◆ GIVEN INSTRUCTION 1 ◆
In the World Cup conversation, what was the title of the chapter about Russian women in the Argentina manual?
◆ GIVEN INSTRUCTION 2 ◆
Continue the World Cup conversation from its final line, "But Andy, you wouldn't enjoy it."

My fact is that this year Argentina's Football Association gave its players a World Cup manual with a chapter on how to pick up Russian women.
So this is a it was a book that was given out to journalists and to players and to coaches in Argentina and it was like a course about how to adapt to Russian culture and there was an entire chapter that was titled How to Stand a Chance with a Russian Girl and it included advice like make sure you're clean, smell good and dress well
because apparently Argentinian men love like filthy-smelling women.
Can I just say, as someone married to a Russian, I'm not sure they're bothered about cleanliness or
dressing well when the evidence sits before you.
Well, are they bothered about this, James?
The booklet also said, Russian girls hate boring men.
Never ask trite questions, be original.
I'm wondering if my wife actually is Russian.
It also said that they don't like to be seen as objects, which is singular to Russian women, but it apparently is true of them.
But yeah, this was in the booklet.
And then apparently, Argentina got word of it from some of the journalists and went and ripped all the pages out of this booklet and said, oh God, that wasn't meant to be in there.
Sorry.
It was a mistake, mistakenly included.
And it's no longer there.
I found a bit of.
So there's a problem that Moscow's parliament have been telling people to be smart.
for the World Cup.
And this is travelers, I think.
I think it's fans arriving.
And there are on-the-spot fines in Moscow if you don't adhere to these rules.
And it's 500 rubles, which is the maximum, which is about six quid.
Yes,
so you can actually.
That's great.
No jeans, no trainers.
Yeah, it's like a nightclub.
It's like a big nightclub.
Your name's not down.
You're not coming in.
That definitely is one.
They've had that down for years.
If your name's not down, you're not getting out.
But it's with visas this time.
Obviously, when you go into a country like Russia, you need a visa, but fans won't need a visa.
They have a fan visa, which is automatically given to them if they can show they have a ticket.
That's quite cool.
You can just prove interest or knowledge in football.
Just need a ticket.
Yeah, just need a ticket.
But Andy, you wouldn't enjoy it.

◆ MATERIAL PROVIDED ◆

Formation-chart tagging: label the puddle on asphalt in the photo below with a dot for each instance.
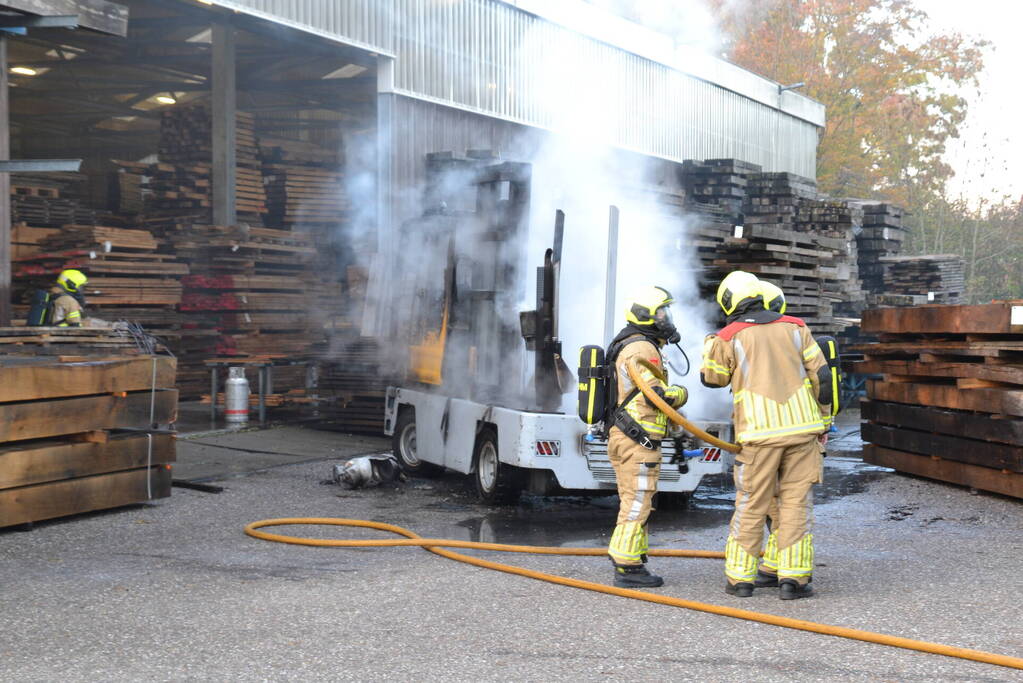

◆ EXERCISE OUTPUT 1 ◆
How to Stand a Chance with a Russian Girl

◆ EXERCISE OUTPUT 2 ◆
There's no point in it.
But I don't have a ticket either.
So it's fine.
The amount of information you have to give on the official ticket website to get a ticket.
Oh, really?
Oh, really?
Yeah, it makes.
Mark Zuckerberg would absolutely wait.
And you virtually have to give your parents details.
What sort of stuff?
Oh, everyone.
Certainly your passport information.
Yeah, probably everything.
Credit card information, like
everything that you vote for and love Ireland.
Well, Andy, Andy, we've suddenly hit an interest point for you here on the podcast.
We're not here to discuss that.
People aren't tense about this one, right?
Didn't the
about this Love Island?
I know I am.
Yeah.
Kendall was robbed.
I saw Kendall this morning in the flesh.
Oh, look.
Did she?
At the This Morning Studios.
She is very, very small.
And one of her legs is completely invisible.
Never been seen in the same room as Leonor Messi.
Fascinating.
They usually go out just on the dawn of the tournament.
The greatest conspiracy theory yet heard on this show.
Kendall Messi.
No, the head of policing, of football policing in the UK has warned the Brits basically not to be too aggro, haven't they?
In Russia, so they said, don't wave St.
George's flags around.
Don't drink Lagrenzig's hold.
Don't drink.
There's a security expert, a man who calls himself a security expert.
He's a director of the University of Buckingham Centre for Security and Intelligence.
He's called Anthony Gleese, but he did an interview with The Express, so I wonder how reliable he is.
But he warned.
Well, after he's been through the prism of The Express,
anything could happen.
When did he say the world's going to end, Anthony?
And where is Princess Diana?
He seriously said that English footballers need to look out for Russian women who are actually spies disguised as women trying to seduce them because he said if there's one way to scupper England's chances even more, it'll be through honey traps by leading the players on with gorgeous Russian girls.
Is that right?
I've heard the English team are going for a 10-0-0 formation this World Cup.
That's a good point.
I don't know how you jeopardise it.
Maybe you give them an STD or something that's well apparently Paraguayan prostitutes tried to seduce Venezuelan players in the qualifiers of this World Cup.
And
to what?
Well, it was weird because actually neither team could qualify at that point.
But apparently a load of prostitutes made it into their hotel lobby and they claimed that they were trying to seduce them.
But to sort of tie them out before the big match?
I suppose that might happen.
Because it sounds like they were just prostitutes doing their job and these were just men who wanted to join prostitutes.
Yeah.
It does sound like that.
This is an away trip that all the Paraguayan squad were available for.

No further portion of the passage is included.